SOURCE EXTRACT>
--- START ---
If I were marketing this book, I would be contacting hospitals and doctors and other ancillary healthcare services to make them aware so they can steer the population that will need this resource to it easily when they need it most.
Best of luck to the author with this and future endeavors!

by Holly C.


I chose this book as an early release because of the title and summary. I am a neurologist who works specifically with individuals with special needs, such as paralysis and brain injury. I was quite interested to read the “view from the other side”. I was not disappointed. I love the descriptions the author gives of her medical experience from the onset throughout her ongoing and prolonged rehabilitation. As a medical person, I found myself thinking through the anatomy and physiology of the injury that happened but was more intrigued by her resilience and ongoing ability to continue to work towards improving her outcome. In particular, I loved the attention she paid to pointing out the difference between empathy and compassion, where empathy is a draining experience and compassion is not. Brilliant observation that is so often overlooked and a source of burnout for those dealing with long term healthcare issues.

I know that even one of the events, cardiac arrest, spinal cord injury or brain injury due to hypoxia can be devastating independently of the others and yet she has been able to use all the knowledge she had and has gained to move forward on this journey. Well done to her. She is an inspiration for her candid look at the difficulties of facing a sudden, severe change in health has on someone’s life and mental well-being.

This should be required reading for medical and nursing students as well as people who are themselves dealing with this sort of medical situation. This book offers terrific insight, gives the medical staff insight into how to be compassionate (which sadly sometimes needs teaching) and also helps the families and individuals find resources moving forward.

If I were marketing this book, I would be contacting hospitals and doctors and other ancillary healthcare services to make them aware so they can steer the population that will need this resource to it easily when they need it most.
--- END ---
Pick up the book review where it stops and write what comes next. The rows that come next have no connection to the book review.

SUPPLIED MATERIAL>
--- START ---
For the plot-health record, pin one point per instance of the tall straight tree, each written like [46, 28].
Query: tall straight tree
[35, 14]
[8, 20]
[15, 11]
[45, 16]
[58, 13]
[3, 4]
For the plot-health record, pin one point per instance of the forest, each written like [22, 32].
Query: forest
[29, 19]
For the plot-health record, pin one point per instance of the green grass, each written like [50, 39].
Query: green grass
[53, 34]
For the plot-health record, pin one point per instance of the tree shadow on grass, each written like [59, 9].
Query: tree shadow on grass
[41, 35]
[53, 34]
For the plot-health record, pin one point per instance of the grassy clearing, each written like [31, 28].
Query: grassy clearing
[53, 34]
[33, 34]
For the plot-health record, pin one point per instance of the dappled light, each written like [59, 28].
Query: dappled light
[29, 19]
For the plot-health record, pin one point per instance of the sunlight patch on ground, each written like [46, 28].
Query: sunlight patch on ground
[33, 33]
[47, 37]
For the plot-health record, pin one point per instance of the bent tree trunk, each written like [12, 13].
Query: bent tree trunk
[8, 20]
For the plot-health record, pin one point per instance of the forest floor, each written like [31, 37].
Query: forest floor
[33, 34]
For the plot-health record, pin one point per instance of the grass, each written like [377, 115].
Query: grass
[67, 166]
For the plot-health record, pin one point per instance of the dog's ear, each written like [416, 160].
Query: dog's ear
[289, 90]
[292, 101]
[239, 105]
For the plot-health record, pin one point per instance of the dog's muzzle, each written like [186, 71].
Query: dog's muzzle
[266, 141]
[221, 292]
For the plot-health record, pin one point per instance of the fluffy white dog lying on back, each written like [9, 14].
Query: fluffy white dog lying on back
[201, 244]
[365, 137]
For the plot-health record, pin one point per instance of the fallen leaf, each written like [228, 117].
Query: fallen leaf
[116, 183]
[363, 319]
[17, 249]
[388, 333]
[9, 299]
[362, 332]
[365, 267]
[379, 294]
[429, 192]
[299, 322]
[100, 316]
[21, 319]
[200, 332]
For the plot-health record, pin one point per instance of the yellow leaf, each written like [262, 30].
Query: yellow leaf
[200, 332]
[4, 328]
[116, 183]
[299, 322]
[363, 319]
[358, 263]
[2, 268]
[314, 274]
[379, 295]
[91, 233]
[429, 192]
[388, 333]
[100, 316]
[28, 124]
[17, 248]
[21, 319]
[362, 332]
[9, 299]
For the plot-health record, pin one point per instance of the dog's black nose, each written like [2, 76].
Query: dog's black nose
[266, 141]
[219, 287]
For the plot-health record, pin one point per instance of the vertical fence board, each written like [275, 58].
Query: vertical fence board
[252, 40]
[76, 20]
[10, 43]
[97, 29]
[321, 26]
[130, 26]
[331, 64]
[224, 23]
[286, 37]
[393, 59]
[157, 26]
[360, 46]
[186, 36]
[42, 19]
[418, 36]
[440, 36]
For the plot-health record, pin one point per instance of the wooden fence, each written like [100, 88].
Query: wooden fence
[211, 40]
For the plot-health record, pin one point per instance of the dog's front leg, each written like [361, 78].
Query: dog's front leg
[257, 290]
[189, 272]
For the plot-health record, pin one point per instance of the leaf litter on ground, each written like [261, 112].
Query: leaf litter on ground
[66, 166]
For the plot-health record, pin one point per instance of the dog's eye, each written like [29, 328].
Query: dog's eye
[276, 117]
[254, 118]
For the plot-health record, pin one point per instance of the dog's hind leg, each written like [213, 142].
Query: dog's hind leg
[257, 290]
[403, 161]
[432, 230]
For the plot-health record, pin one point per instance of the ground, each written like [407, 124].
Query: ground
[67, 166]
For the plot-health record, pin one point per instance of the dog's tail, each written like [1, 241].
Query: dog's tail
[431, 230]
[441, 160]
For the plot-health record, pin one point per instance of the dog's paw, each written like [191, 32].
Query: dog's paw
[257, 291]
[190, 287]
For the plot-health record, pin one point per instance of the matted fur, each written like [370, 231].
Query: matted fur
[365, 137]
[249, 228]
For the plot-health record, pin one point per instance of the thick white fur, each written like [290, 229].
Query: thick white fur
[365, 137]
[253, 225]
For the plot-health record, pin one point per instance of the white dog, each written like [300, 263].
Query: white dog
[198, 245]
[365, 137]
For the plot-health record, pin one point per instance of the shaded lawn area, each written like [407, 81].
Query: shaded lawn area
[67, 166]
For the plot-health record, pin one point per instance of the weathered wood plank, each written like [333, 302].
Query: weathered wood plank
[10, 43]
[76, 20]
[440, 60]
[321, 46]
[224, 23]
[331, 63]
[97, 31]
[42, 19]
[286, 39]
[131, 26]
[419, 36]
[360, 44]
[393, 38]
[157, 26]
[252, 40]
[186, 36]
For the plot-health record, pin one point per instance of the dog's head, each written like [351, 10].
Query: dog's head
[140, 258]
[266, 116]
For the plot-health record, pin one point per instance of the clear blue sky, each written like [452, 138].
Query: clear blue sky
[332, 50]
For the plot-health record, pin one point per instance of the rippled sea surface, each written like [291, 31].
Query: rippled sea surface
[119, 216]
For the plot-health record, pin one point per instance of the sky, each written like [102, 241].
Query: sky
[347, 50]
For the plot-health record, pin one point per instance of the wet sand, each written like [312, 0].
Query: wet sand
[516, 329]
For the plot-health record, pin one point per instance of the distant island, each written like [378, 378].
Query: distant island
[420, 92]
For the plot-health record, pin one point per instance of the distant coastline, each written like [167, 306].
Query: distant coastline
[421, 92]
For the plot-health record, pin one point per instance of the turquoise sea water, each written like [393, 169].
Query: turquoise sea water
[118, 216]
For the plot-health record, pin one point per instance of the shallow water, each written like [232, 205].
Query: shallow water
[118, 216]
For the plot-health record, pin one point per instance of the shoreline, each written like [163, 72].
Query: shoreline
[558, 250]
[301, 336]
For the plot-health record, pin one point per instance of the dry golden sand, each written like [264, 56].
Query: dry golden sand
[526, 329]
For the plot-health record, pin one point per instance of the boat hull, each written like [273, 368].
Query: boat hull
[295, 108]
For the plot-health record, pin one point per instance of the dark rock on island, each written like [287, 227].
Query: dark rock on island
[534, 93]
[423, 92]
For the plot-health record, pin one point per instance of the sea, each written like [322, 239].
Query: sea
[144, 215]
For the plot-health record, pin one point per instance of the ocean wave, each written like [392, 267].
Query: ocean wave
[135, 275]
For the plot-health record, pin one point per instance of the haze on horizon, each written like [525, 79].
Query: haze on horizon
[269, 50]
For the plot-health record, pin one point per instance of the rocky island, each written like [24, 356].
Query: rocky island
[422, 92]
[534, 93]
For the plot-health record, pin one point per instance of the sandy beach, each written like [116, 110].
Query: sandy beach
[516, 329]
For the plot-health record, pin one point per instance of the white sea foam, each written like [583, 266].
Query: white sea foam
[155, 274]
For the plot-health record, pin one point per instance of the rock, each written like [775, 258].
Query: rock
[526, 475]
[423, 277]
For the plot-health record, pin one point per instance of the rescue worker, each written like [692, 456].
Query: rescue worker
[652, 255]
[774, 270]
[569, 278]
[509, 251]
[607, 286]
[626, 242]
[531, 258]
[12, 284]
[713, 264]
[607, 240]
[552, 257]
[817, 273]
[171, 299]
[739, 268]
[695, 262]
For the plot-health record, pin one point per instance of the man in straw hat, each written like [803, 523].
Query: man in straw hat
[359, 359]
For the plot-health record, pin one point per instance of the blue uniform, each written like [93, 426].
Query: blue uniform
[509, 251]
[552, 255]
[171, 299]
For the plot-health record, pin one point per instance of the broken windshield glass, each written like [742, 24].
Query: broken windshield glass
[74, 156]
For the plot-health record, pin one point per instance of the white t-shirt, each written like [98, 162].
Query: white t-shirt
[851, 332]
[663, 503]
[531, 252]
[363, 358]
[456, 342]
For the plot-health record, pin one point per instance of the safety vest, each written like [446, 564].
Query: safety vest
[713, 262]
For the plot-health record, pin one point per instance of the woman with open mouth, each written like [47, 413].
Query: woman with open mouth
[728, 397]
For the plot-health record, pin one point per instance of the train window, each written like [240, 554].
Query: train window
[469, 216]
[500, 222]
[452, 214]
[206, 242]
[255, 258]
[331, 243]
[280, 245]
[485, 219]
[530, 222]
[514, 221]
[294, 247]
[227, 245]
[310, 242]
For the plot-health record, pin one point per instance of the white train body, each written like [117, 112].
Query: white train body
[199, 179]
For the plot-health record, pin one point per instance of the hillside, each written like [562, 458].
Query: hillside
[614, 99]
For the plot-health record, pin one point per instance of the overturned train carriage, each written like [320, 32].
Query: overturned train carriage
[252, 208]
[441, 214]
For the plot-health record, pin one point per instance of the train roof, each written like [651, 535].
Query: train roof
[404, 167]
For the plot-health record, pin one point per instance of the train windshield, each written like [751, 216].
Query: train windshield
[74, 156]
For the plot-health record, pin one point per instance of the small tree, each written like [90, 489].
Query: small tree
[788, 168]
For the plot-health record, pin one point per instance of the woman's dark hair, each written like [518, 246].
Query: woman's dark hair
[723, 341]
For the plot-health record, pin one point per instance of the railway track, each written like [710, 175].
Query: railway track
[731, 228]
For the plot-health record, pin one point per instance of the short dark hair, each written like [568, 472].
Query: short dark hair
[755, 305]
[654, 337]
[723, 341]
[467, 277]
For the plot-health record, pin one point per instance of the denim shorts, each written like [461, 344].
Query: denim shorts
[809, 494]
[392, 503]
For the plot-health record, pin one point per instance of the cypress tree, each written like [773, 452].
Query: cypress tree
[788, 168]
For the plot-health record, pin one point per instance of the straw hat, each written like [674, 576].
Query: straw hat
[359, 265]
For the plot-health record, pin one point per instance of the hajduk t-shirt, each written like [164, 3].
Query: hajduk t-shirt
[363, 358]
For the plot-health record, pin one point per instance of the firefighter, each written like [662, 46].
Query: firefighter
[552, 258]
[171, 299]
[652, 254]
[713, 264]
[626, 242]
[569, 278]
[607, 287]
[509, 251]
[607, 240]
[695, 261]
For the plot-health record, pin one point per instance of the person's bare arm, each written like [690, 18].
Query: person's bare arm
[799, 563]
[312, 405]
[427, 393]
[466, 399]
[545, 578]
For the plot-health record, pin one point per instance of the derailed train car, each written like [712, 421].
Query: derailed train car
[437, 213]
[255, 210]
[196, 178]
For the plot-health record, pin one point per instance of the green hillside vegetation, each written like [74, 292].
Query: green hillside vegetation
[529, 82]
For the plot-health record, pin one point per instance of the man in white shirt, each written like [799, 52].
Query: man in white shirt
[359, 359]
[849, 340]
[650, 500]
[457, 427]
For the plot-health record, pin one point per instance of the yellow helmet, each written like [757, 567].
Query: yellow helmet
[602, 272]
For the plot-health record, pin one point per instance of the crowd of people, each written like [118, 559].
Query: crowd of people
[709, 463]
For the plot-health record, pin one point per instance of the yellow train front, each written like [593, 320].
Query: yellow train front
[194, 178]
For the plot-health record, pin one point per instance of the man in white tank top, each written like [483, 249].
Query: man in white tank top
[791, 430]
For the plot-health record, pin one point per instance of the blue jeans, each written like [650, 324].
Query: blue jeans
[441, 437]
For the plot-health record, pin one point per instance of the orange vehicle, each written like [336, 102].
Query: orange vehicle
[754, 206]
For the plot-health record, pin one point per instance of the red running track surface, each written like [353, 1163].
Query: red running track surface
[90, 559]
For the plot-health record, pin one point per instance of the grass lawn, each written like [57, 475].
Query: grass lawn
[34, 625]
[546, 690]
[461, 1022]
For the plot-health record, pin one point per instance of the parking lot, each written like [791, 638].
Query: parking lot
--- END ---
TASK ANSWER>
Best of luck to the author with this and future endeavors!

by Holly


A compelling story about one woman’s experience with multiple diseases that led to a complicated surgery with life altering effects!

The author isn’t looking for sympathy but a way forward, to show that life does and should exist after disability,

I was very inspired by her story!

by Ana


This book will provide inspiration to everyone who reads it, whether or not they are “Dealing with Disability”.

by LDS


First, I want to thank Victoria Carins, Matador Books and NetGalley for providing me with this book so I may bring you this review.

Victoria Carins is an incredibly brave woman for sharing her story with the world in Dealing with Disability Moving towards acceptance transformation and renewal. This is the story of her life before her injury, after the operation, coping, and eventually acceptance learning she was disabled.

For me personally this book hit home big time. One reason I wanted to read it is I am considered disabled (even though I hate that label). I have debilitating migraines 10-30 a month after fracturing my neck in 2016. Many of the topics like avoiding negative thoughts, letting go of anger, blame and regret, and getting back to normal life are all things I too am having to deal with. It is not easy.

I really liked the section of the book where she named specific well-respected members of society that have physical disabilities. Very educational as well.

I highly recommend this book for anyone that either just became disabled or has a loved one who is disabled.